◆ **Required task**: Pick out every line of the items that contains the word "person", and copy each one in full.
•••
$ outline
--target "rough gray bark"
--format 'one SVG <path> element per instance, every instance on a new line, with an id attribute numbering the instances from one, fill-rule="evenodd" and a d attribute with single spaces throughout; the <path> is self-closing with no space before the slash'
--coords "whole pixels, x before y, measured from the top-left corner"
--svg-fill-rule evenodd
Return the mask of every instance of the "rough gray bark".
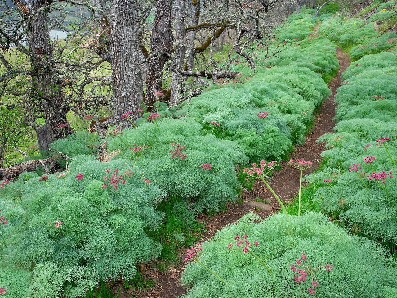
<path id="1" fill-rule="evenodd" d="M 225 39 L 225 37 L 226 35 L 226 30 L 224 30 L 221 36 L 219 37 L 219 50 L 223 50 L 223 43 Z"/>
<path id="2" fill-rule="evenodd" d="M 149 107 L 152 107 L 157 100 L 154 93 L 161 90 L 163 69 L 172 50 L 172 0 L 157 0 L 146 81 L 145 104 Z"/>
<path id="3" fill-rule="evenodd" d="M 33 172 L 40 166 L 44 168 L 46 166 L 48 168 L 48 165 L 49 165 L 50 168 L 52 169 L 55 167 L 57 163 L 61 159 L 60 156 L 55 155 L 44 159 L 28 161 L 13 164 L 8 168 L 0 168 L 0 180 L 13 178 L 24 172 Z"/>
<path id="4" fill-rule="evenodd" d="M 295 14 L 299 14 L 301 12 L 301 8 L 305 4 L 306 0 L 298 0 L 298 3 L 297 3 L 297 9 L 295 10 Z"/>
<path id="5" fill-rule="evenodd" d="M 197 26 L 198 24 L 200 19 L 200 11 L 201 2 L 200 1 L 193 1 L 191 5 L 192 11 L 192 21 L 191 27 Z M 197 31 L 193 31 L 188 35 L 187 58 L 186 63 L 188 70 L 193 69 L 195 66 L 195 41 L 196 39 L 196 35 Z"/>
<path id="6" fill-rule="evenodd" d="M 185 30 L 185 0 L 175 0 L 174 2 L 174 14 L 175 15 L 175 59 L 176 66 L 181 69 L 183 67 L 185 54 L 186 51 Z M 170 105 L 175 105 L 178 99 L 182 76 L 179 73 L 172 72 L 171 81 L 171 93 Z"/>
<path id="7" fill-rule="evenodd" d="M 68 110 L 62 92 L 64 83 L 56 71 L 48 32 L 48 10 L 46 0 L 27 0 L 26 8 L 30 17 L 27 31 L 32 72 L 32 97 L 39 101 L 44 112 L 45 124 L 37 130 L 37 143 L 40 150 L 48 150 L 52 141 L 72 132 L 66 119 Z M 57 128 L 66 124 L 63 130 Z"/>
<path id="8" fill-rule="evenodd" d="M 141 108 L 143 83 L 139 68 L 139 19 L 137 0 L 113 0 L 112 8 L 112 85 L 116 124 L 123 127 L 132 125 L 125 118 L 126 112 Z M 139 114 L 130 119 L 135 122 Z"/>

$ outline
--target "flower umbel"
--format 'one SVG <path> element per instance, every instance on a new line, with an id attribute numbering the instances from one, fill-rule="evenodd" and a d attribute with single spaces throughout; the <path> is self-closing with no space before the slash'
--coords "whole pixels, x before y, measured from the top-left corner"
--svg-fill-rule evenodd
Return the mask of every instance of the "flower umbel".
<path id="1" fill-rule="evenodd" d="M 185 262 L 187 262 L 189 261 L 196 261 L 203 268 L 207 270 L 207 271 L 218 279 L 226 286 L 228 286 L 229 284 L 225 281 L 224 281 L 222 277 L 219 276 L 219 275 L 203 264 L 203 263 L 202 263 L 201 261 L 198 259 L 198 255 L 199 253 L 202 250 L 202 248 L 201 248 L 202 244 L 200 242 L 197 242 L 194 246 L 188 250 L 187 250 L 186 251 L 186 257 L 183 259 L 183 261 Z"/>
<path id="2" fill-rule="evenodd" d="M 173 150 L 170 151 L 170 153 L 171 154 L 171 158 L 179 157 L 181 160 L 183 161 L 187 156 L 187 154 L 183 153 L 181 152 L 184 149 L 186 149 L 185 146 L 181 146 L 181 144 L 179 143 L 176 144 L 174 143 L 172 143 L 171 145 L 172 146 L 175 146 Z"/>
<path id="3" fill-rule="evenodd" d="M 258 116 L 258 118 L 262 118 L 262 119 L 266 118 L 268 115 L 269 115 L 269 113 L 266 111 L 260 111 L 260 112 L 258 112 L 256 114 L 256 116 Z"/>
<path id="4" fill-rule="evenodd" d="M 307 288 L 307 290 L 312 295 L 316 294 L 314 288 L 318 285 L 316 276 L 316 271 L 318 269 L 323 268 L 327 272 L 330 272 L 333 270 L 334 265 L 326 263 L 324 266 L 320 266 L 316 268 L 313 268 L 310 263 L 308 258 L 304 252 L 302 252 L 300 259 L 297 259 L 295 261 L 295 264 L 289 264 L 290 269 L 297 273 L 294 275 L 293 279 L 299 283 L 306 280 L 307 277 L 310 275 L 311 278 L 311 287 Z M 299 268 L 299 266 L 303 268 Z"/>
<path id="5" fill-rule="evenodd" d="M 260 259 L 257 255 L 256 255 L 252 252 L 251 250 L 250 250 L 249 248 L 252 246 L 252 244 L 251 244 L 251 242 L 247 240 L 248 238 L 248 235 L 247 234 L 245 234 L 243 235 L 243 239 L 241 239 L 241 237 L 239 235 L 236 235 L 234 237 L 234 240 L 237 241 L 235 244 L 235 248 L 241 250 L 243 253 L 246 253 L 248 252 L 254 257 L 258 260 L 261 264 L 263 265 L 265 268 L 266 268 L 266 269 L 269 271 L 269 273 L 270 274 L 273 274 L 272 271 L 267 266 L 267 265 L 265 264 L 265 263 L 264 263 L 263 261 Z M 257 246 L 259 245 L 259 242 L 258 241 L 255 241 L 254 242 L 254 246 Z M 234 246 L 231 243 L 229 243 L 227 244 L 227 247 L 229 249 L 233 249 L 234 247 Z"/>
<path id="6" fill-rule="evenodd" d="M 391 161 L 391 163 L 393 163 L 393 165 L 395 166 L 396 165 L 396 163 L 394 162 L 394 160 L 393 159 L 393 157 L 391 157 L 390 153 L 389 152 L 389 149 L 387 149 L 387 147 L 386 146 L 386 142 L 390 139 L 390 138 L 389 137 L 385 137 L 380 139 L 377 139 L 376 142 L 378 144 L 376 145 L 383 145 L 383 146 L 385 147 L 385 150 L 386 150 L 386 152 L 389 155 L 389 157 L 390 158 L 390 160 Z"/>
<path id="7" fill-rule="evenodd" d="M 268 162 L 262 160 L 259 163 L 259 166 L 258 166 L 257 164 L 256 163 L 254 163 L 251 164 L 251 168 L 245 168 L 243 169 L 243 172 L 247 174 L 249 176 L 262 180 L 268 188 L 272 192 L 273 195 L 274 196 L 274 197 L 276 198 L 280 203 L 280 205 L 281 205 L 281 208 L 283 210 L 283 212 L 287 217 L 287 220 L 290 224 L 290 233 L 291 234 L 291 236 L 293 236 L 294 235 L 293 231 L 292 230 L 291 221 L 289 220 L 289 217 L 288 215 L 288 213 L 287 212 L 285 206 L 284 205 L 284 204 L 283 203 L 282 201 L 280 199 L 280 198 L 276 194 L 276 193 L 274 192 L 274 191 L 265 180 L 265 178 L 267 177 L 267 174 L 271 172 L 272 170 L 277 166 L 277 161 L 272 161 Z"/>
<path id="8" fill-rule="evenodd" d="M 299 179 L 299 197 L 298 198 L 298 216 L 301 215 L 301 195 L 302 193 L 302 172 L 311 166 L 312 163 L 311 161 L 305 161 L 303 159 L 291 159 L 288 163 L 288 164 L 293 168 L 299 170 L 301 172 L 300 178 Z"/>
<path id="9" fill-rule="evenodd" d="M 210 163 L 203 163 L 200 166 L 200 167 L 204 170 L 211 170 L 212 169 L 212 166 L 211 165 Z"/>

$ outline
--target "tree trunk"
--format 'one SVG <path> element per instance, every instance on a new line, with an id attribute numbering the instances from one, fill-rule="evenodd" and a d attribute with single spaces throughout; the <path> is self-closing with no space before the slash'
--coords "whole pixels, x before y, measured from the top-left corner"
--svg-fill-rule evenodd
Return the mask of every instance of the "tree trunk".
<path id="1" fill-rule="evenodd" d="M 191 6 L 193 17 L 191 27 L 197 26 L 198 24 L 200 3 L 200 1 L 192 1 Z M 187 58 L 186 61 L 188 70 L 191 70 L 195 66 L 195 41 L 196 39 L 197 34 L 197 31 L 192 31 L 188 35 L 189 48 L 187 49 Z"/>
<path id="2" fill-rule="evenodd" d="M 299 14 L 301 12 L 301 8 L 304 4 L 305 1 L 306 0 L 298 0 L 298 3 L 297 3 L 297 9 L 295 11 L 295 14 Z"/>
<path id="3" fill-rule="evenodd" d="M 154 92 L 161 90 L 163 69 L 169 59 L 167 54 L 172 50 L 172 2 L 171 0 L 157 0 L 156 5 L 150 38 L 150 51 L 152 54 L 159 52 L 151 56 L 148 63 L 145 104 L 149 108 L 152 108 L 157 100 Z"/>
<path id="4" fill-rule="evenodd" d="M 219 50 L 223 50 L 223 43 L 225 39 L 225 36 L 226 35 L 226 30 L 224 30 L 219 37 Z"/>
<path id="5" fill-rule="evenodd" d="M 143 83 L 139 68 L 139 20 L 137 0 L 113 0 L 112 18 L 112 85 L 116 125 L 132 126 L 126 112 L 141 108 Z M 138 113 L 130 115 L 136 122 Z"/>
<path id="6" fill-rule="evenodd" d="M 185 54 L 186 51 L 185 31 L 185 0 L 175 0 L 174 11 L 175 15 L 175 60 L 177 67 L 182 68 L 185 62 Z M 170 105 L 175 105 L 177 102 L 178 95 L 182 82 L 182 76 L 173 72 L 171 81 L 171 93 Z"/>
<path id="7" fill-rule="evenodd" d="M 46 0 L 27 0 L 26 7 L 31 19 L 27 31 L 32 75 L 33 97 L 40 101 L 45 124 L 37 131 L 37 143 L 41 150 L 48 150 L 54 140 L 64 134 L 73 132 L 66 119 L 67 109 L 62 92 L 64 82 L 56 71 L 52 58 L 52 48 L 48 33 L 48 10 Z M 63 129 L 60 124 L 66 124 Z"/>

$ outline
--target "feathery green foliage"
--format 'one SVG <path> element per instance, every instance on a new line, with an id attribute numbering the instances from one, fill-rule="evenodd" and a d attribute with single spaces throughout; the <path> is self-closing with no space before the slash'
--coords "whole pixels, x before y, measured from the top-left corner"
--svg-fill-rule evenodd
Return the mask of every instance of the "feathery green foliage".
<path id="1" fill-rule="evenodd" d="M 386 144 L 397 159 L 396 65 L 397 56 L 392 52 L 367 55 L 342 74 L 345 81 L 335 96 L 335 132 L 318 140 L 327 142 L 328 149 L 322 154 L 325 168 L 305 178 L 310 188 L 316 188 L 314 199 L 323 212 L 344 221 L 354 232 L 392 246 L 397 244 L 397 181 L 386 178 L 388 195 L 381 181 L 370 182 L 366 175 L 397 170 L 385 148 L 376 141 L 392 137 Z M 367 156 L 376 159 L 366 163 Z M 348 170 L 358 163 L 362 167 L 357 172 L 360 178 L 354 170 Z M 322 181 L 327 178 L 332 182 L 326 185 Z"/>
<path id="2" fill-rule="evenodd" d="M 184 298 L 217 297 L 305 297 L 310 280 L 297 284 L 290 265 L 305 253 L 313 267 L 326 263 L 334 265 L 327 273 L 316 271 L 319 283 L 316 295 L 330 297 L 383 297 L 391 298 L 397 292 L 395 260 L 370 240 L 349 234 L 347 230 L 327 220 L 319 213 L 307 212 L 291 217 L 294 237 L 289 236 L 285 215 L 272 215 L 259 223 L 249 214 L 216 233 L 203 243 L 200 261 L 230 285 L 225 286 L 196 262 L 189 265 L 183 281 L 193 285 Z M 250 249 L 272 271 L 270 274 L 249 253 L 241 249 L 227 248 L 236 235 L 247 234 Z M 308 279 L 310 277 L 308 278 Z"/>
<path id="3" fill-rule="evenodd" d="M 137 263 L 160 255 L 160 244 L 145 232 L 158 228 L 162 215 L 154 206 L 165 193 L 137 174 L 126 176 L 118 190 L 102 186 L 106 168 L 124 175 L 130 164 L 80 155 L 64 177 L 50 175 L 48 185 L 33 177 L 12 183 L 22 192 L 2 190 L 8 223 L 0 229 L 0 275 L 12 271 L 15 280 L 6 283 L 5 298 L 83 296 L 98 281 L 132 278 Z M 79 173 L 84 183 L 75 178 Z"/>

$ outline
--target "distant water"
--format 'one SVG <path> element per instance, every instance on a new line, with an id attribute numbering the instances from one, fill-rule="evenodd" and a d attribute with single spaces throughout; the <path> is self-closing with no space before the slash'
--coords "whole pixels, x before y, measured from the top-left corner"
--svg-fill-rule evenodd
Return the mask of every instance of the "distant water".
<path id="1" fill-rule="evenodd" d="M 67 37 L 67 33 L 63 31 L 57 30 L 52 30 L 50 31 L 50 37 L 51 40 L 65 39 Z"/>

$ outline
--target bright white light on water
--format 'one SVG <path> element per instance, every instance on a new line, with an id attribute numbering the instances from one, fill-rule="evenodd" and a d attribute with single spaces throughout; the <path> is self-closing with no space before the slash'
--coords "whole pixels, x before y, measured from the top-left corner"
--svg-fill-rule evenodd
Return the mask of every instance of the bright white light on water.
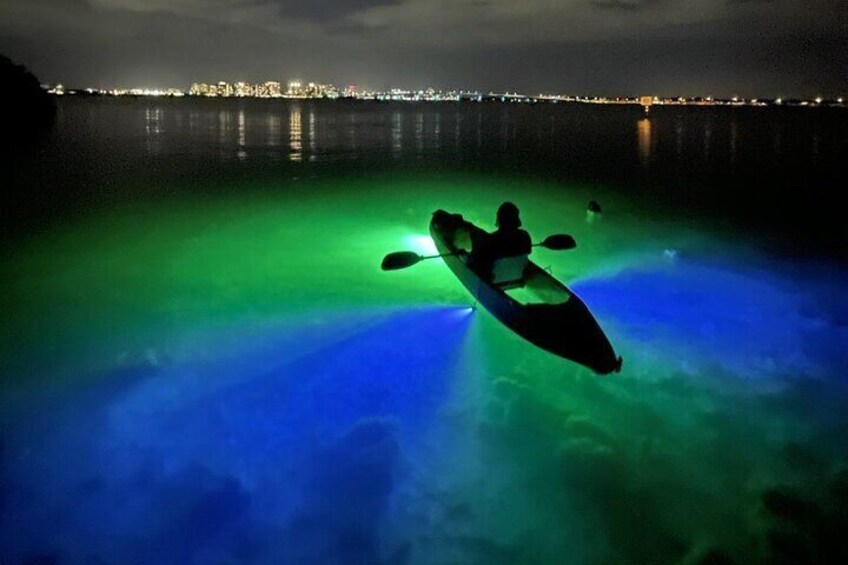
<path id="1" fill-rule="evenodd" d="M 404 244 L 410 251 L 415 251 L 421 255 L 437 255 L 439 250 L 436 249 L 436 244 L 429 235 L 415 234 L 404 238 Z"/>

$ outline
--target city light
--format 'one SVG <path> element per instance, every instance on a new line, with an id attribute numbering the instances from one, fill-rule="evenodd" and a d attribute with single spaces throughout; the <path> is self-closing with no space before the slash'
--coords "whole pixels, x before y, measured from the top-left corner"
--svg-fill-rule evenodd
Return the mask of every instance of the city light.
<path id="1" fill-rule="evenodd" d="M 715 98 L 713 96 L 597 96 L 540 93 L 527 95 L 520 92 L 488 92 L 476 90 L 440 90 L 433 87 L 407 89 L 390 88 L 388 90 L 364 90 L 355 85 L 338 88 L 332 84 L 292 79 L 286 82 L 269 80 L 257 83 L 246 81 L 218 81 L 214 83 L 195 82 L 187 91 L 178 88 L 85 88 L 67 89 L 61 84 L 52 88 L 45 86 L 50 94 L 83 94 L 90 96 L 166 96 L 166 97 L 207 97 L 207 98 L 289 98 L 289 99 L 347 99 L 370 100 L 377 102 L 479 102 L 503 104 L 536 104 L 539 102 L 580 104 L 618 104 L 641 106 L 647 112 L 652 106 L 843 106 L 844 99 L 825 99 L 818 96 L 813 100 L 750 98 L 740 96 Z"/>

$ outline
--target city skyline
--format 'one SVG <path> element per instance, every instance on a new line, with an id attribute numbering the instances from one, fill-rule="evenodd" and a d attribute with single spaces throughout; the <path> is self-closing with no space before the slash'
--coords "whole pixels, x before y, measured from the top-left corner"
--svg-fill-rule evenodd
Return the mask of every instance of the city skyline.
<path id="1" fill-rule="evenodd" d="M 835 99 L 844 18 L 832 0 L 6 0 L 0 52 L 51 84 Z"/>

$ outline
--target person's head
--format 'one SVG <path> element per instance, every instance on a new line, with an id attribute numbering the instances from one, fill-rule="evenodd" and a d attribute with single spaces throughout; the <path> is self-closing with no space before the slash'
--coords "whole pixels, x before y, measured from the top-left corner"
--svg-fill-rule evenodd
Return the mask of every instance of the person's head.
<path id="1" fill-rule="evenodd" d="M 521 218 L 518 217 L 518 206 L 512 202 L 504 202 L 498 207 L 498 217 L 495 225 L 499 229 L 514 230 L 521 227 Z"/>

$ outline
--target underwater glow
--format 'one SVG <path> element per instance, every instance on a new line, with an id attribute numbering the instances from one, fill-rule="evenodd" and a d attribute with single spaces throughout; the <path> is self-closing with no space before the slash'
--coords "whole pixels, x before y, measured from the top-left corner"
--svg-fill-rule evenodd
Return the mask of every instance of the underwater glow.
<path id="1" fill-rule="evenodd" d="M 419 255 L 437 255 L 439 250 L 436 249 L 436 244 L 433 243 L 433 238 L 429 235 L 415 234 L 407 236 L 403 239 L 405 249 L 415 251 Z"/>
<path id="2" fill-rule="evenodd" d="M 12 250 L 4 560 L 757 562 L 774 532 L 832 549 L 792 509 L 844 519 L 844 269 L 617 214 L 614 194 L 587 223 L 597 188 L 310 189 L 165 199 Z M 532 258 L 594 312 L 620 375 L 471 308 L 441 260 L 380 271 L 431 253 L 409 234 L 434 209 L 491 228 L 507 195 L 534 239 L 578 241 Z"/>

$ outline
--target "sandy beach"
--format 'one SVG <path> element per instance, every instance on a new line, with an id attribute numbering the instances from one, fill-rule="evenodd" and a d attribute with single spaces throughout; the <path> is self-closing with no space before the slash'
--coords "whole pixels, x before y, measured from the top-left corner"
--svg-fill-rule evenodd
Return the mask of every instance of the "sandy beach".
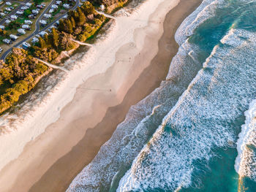
<path id="1" fill-rule="evenodd" d="M 129 107 L 165 79 L 178 48 L 175 32 L 200 2 L 148 0 L 117 16 L 108 39 L 86 53 L 95 58 L 59 118 L 0 172 L 0 191 L 65 191 Z"/>

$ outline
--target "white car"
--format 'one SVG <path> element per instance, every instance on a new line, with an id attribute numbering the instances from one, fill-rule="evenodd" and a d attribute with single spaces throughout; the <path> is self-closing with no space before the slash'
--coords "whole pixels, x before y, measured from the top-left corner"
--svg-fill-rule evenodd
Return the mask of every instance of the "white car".
<path id="1" fill-rule="evenodd" d="M 29 43 L 27 43 L 27 42 L 23 42 L 22 43 L 22 47 L 25 49 L 27 49 L 29 47 L 31 47 L 30 44 Z"/>
<path id="2" fill-rule="evenodd" d="M 23 9 L 23 10 L 26 10 L 28 9 L 29 7 L 26 7 L 26 6 L 23 6 L 23 7 L 21 7 L 20 9 Z"/>
<path id="3" fill-rule="evenodd" d="M 11 23 L 11 21 L 10 21 L 9 19 L 7 19 L 7 20 L 5 21 L 5 23 L 7 23 L 7 24 L 9 24 L 10 23 Z"/>
<path id="4" fill-rule="evenodd" d="M 10 12 L 10 11 L 12 10 L 10 7 L 7 7 L 7 8 L 5 8 L 5 9 L 6 9 L 7 12 Z"/>
<path id="5" fill-rule="evenodd" d="M 39 33 L 39 34 L 42 37 L 45 36 L 45 34 L 48 35 L 48 33 L 45 31 L 41 31 L 40 33 Z"/>

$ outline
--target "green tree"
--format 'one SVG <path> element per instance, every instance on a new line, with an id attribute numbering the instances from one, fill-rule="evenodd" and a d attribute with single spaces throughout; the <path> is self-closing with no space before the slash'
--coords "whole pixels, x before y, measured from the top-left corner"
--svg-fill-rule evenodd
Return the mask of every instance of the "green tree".
<path id="1" fill-rule="evenodd" d="M 29 9 L 26 9 L 26 10 L 24 11 L 24 16 L 26 17 L 26 18 L 27 18 L 29 15 L 31 15 L 31 14 L 32 14 L 32 12 L 31 12 L 31 11 L 29 10 Z"/>
<path id="2" fill-rule="evenodd" d="M 71 21 L 71 23 L 72 23 L 72 26 L 73 27 L 73 28 L 75 28 L 75 21 L 73 17 L 70 18 L 70 21 Z"/>
<path id="3" fill-rule="evenodd" d="M 55 28 L 53 28 L 53 45 L 55 48 L 58 48 L 59 45 L 59 34 Z"/>
<path id="4" fill-rule="evenodd" d="M 80 7 L 78 8 L 78 15 L 79 15 L 78 25 L 78 26 L 83 26 L 84 24 L 84 23 L 86 23 L 86 18 L 84 15 L 83 12 L 80 9 Z"/>
<path id="5" fill-rule="evenodd" d="M 84 2 L 81 6 L 81 9 L 86 16 L 94 14 L 95 12 L 94 7 L 89 1 Z"/>
<path id="6" fill-rule="evenodd" d="M 42 49 L 47 48 L 47 45 L 46 45 L 46 42 L 45 42 L 45 39 L 42 39 L 41 37 L 39 37 L 38 39 L 39 39 L 39 47 L 40 47 Z"/>

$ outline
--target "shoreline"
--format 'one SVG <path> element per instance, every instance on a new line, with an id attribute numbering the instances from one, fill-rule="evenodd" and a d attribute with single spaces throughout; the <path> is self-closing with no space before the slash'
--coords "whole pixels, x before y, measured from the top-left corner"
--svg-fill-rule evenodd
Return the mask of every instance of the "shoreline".
<path id="1" fill-rule="evenodd" d="M 201 1 L 198 0 L 196 2 L 193 1 L 193 5 L 190 4 L 192 1 L 189 1 L 181 0 L 177 7 L 168 12 L 167 15 L 165 15 L 165 31 L 162 35 L 160 35 L 160 39 L 157 39 L 157 44 L 159 45 L 159 50 L 152 50 L 153 49 L 151 49 L 151 47 L 155 47 L 151 46 L 152 38 L 148 36 L 145 42 L 140 42 L 143 44 L 141 50 L 140 51 L 139 49 L 133 50 L 134 52 L 138 51 L 138 55 L 136 55 L 136 53 L 129 53 L 132 55 L 132 53 L 136 55 L 135 56 L 135 61 L 132 62 L 129 61 L 130 58 L 124 55 L 124 53 L 126 53 L 124 55 L 127 54 L 127 50 L 134 47 L 134 44 L 124 45 L 119 47 L 117 54 L 115 54 L 116 63 L 114 65 L 108 68 L 106 72 L 91 77 L 79 86 L 72 101 L 62 110 L 61 118 L 48 127 L 45 133 L 29 143 L 20 157 L 4 169 L 5 173 L 7 173 L 4 175 L 7 177 L 5 180 L 10 182 L 10 180 L 7 179 L 8 176 L 12 177 L 12 172 L 13 174 L 13 172 L 18 171 L 15 168 L 18 168 L 18 165 L 20 164 L 23 164 L 23 161 L 29 161 L 29 162 L 33 163 L 33 164 L 28 163 L 29 164 L 24 165 L 25 166 L 27 166 L 27 169 L 23 167 L 21 169 L 23 170 L 18 171 L 18 176 L 14 180 L 15 186 L 10 186 L 9 188 L 12 189 L 11 191 L 15 191 L 17 189 L 19 189 L 19 191 L 28 191 L 29 188 L 29 191 L 45 191 L 44 187 L 48 189 L 48 191 L 63 191 L 68 187 L 74 177 L 92 160 L 100 146 L 111 137 L 116 126 L 124 119 L 125 115 L 131 105 L 136 104 L 146 96 L 159 85 L 162 80 L 165 79 L 172 57 L 176 55 L 178 48 L 174 39 L 176 31 L 184 19 L 200 4 Z M 172 15 L 174 13 L 179 15 Z M 164 18 L 162 19 L 164 20 Z M 170 23 L 172 23 L 170 26 Z M 158 26 L 161 26 L 161 28 L 162 28 L 162 24 Z M 138 36 L 138 34 L 141 32 L 143 32 L 143 29 L 141 29 L 141 31 L 138 28 L 135 30 L 133 38 L 135 42 L 137 39 L 140 37 Z M 150 34 L 150 31 L 147 32 Z M 148 46 L 148 44 L 151 47 Z M 153 53 L 154 51 L 156 52 L 156 56 L 152 58 L 148 57 L 148 50 L 153 51 Z M 165 53 L 163 53 L 164 52 Z M 124 61 L 122 61 L 121 59 Z M 159 65 L 159 61 L 163 61 L 163 64 Z M 139 64 L 136 65 L 136 62 L 137 64 Z M 141 63 L 146 62 L 148 64 L 140 65 Z M 134 64 L 122 66 L 124 64 L 127 64 L 126 63 Z M 121 69 L 127 70 L 127 73 L 124 74 L 124 77 L 118 73 Z M 132 74 L 135 73 L 135 71 L 137 72 L 136 74 Z M 113 78 L 113 76 L 118 74 L 120 76 L 118 77 L 118 79 L 121 81 L 121 83 L 116 82 L 116 78 Z M 135 79 L 132 77 L 135 77 Z M 96 81 L 95 82 L 94 80 L 99 80 L 99 78 L 104 80 Z M 105 83 L 105 91 L 108 91 L 109 87 L 112 88 L 113 86 L 116 88 L 111 88 L 111 93 L 103 91 L 103 93 L 99 92 L 96 95 L 93 93 L 87 93 L 93 99 L 91 105 L 82 105 L 83 107 L 82 109 L 80 107 L 78 110 L 74 109 L 75 108 L 74 104 L 77 104 L 76 105 L 81 103 L 84 104 L 85 102 L 90 101 L 89 100 L 79 101 L 84 96 L 83 88 L 85 86 L 99 86 L 102 85 L 102 82 L 104 84 L 104 81 L 106 82 L 106 80 L 110 80 L 110 82 Z M 88 88 L 86 87 L 86 88 Z M 89 96 L 87 95 L 86 96 L 89 98 Z M 97 109 L 97 110 L 95 110 L 95 109 Z M 78 111 L 79 113 L 78 113 Z M 89 114 L 89 112 L 91 113 Z M 70 120 L 65 118 L 65 115 L 67 118 L 72 114 L 74 115 Z M 73 125 L 76 127 L 72 128 Z M 90 128 L 91 127 L 94 127 L 94 128 Z M 60 128 L 60 129 L 58 129 L 58 128 Z M 55 133 L 55 136 L 58 136 L 58 137 L 49 138 L 49 136 L 53 135 L 53 131 L 57 131 Z M 42 144 L 40 144 L 40 142 L 42 142 L 44 139 L 48 139 L 49 141 L 42 143 L 43 145 L 46 144 L 45 146 L 42 146 Z M 54 141 L 50 141 L 50 139 Z M 38 145 L 37 147 L 41 147 L 40 150 L 42 151 L 43 154 L 37 154 L 38 156 L 36 156 L 34 161 L 31 159 L 32 157 L 27 159 L 26 158 L 29 158 L 31 153 L 32 155 L 34 153 L 40 153 L 37 151 L 37 145 Z M 87 147 L 85 148 L 85 146 Z M 74 155 L 75 155 L 74 156 Z M 34 173 L 34 169 L 37 169 L 37 171 L 40 172 L 40 173 L 39 174 L 37 172 Z M 2 174 L 1 174 L 1 175 Z M 3 182 L 1 175 L 0 183 Z M 62 178 L 65 177 L 64 175 L 66 178 Z M 53 180 L 54 180 L 54 183 L 50 182 Z M 36 181 L 37 183 L 31 188 L 31 185 Z"/>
•••
◆ **Reply**:
--target person's head
Return the mask of every instance of the person's head.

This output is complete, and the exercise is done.